**TASK REQUIREMENTS:**
Begin at the line containing "Query: flat roof building" in the data below and go on through the line containing "Query: industrial building", repeating each line exactly; include both ends and no other line.

........

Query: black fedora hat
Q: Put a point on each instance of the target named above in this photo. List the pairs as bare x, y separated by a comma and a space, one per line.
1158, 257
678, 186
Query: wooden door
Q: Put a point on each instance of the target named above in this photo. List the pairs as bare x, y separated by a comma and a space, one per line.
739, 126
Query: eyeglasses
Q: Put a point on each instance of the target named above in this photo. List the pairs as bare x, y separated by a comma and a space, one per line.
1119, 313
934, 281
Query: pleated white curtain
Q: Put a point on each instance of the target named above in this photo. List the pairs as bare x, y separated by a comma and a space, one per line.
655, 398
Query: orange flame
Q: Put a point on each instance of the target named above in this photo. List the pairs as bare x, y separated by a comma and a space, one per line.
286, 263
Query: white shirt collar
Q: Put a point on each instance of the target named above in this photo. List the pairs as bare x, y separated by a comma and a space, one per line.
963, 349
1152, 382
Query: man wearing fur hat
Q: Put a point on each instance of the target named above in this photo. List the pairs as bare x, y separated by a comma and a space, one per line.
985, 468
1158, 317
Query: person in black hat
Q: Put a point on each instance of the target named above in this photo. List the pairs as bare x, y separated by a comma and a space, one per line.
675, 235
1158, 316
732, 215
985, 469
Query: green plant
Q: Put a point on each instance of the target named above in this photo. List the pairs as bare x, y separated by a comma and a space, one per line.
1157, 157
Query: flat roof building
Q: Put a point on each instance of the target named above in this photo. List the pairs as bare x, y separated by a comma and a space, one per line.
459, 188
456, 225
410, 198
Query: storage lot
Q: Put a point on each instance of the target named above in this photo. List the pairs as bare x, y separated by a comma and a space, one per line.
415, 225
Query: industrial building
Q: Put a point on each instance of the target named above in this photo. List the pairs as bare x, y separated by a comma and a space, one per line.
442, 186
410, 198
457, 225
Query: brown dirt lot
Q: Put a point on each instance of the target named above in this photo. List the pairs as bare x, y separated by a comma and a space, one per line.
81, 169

........

**RESPONSE:**
Query: flat roof building
Q: Put a point on each instance of the target named above in this photo. List the pairs as bare x, y separated by a comma and a space, one per line.
459, 188
456, 225
410, 198
Query: storage lot
Q: Put a point on each instance of the target named above in this photo. List the pairs as bare x, y separated by a comma and a space, one per line.
415, 225
Query: industrial building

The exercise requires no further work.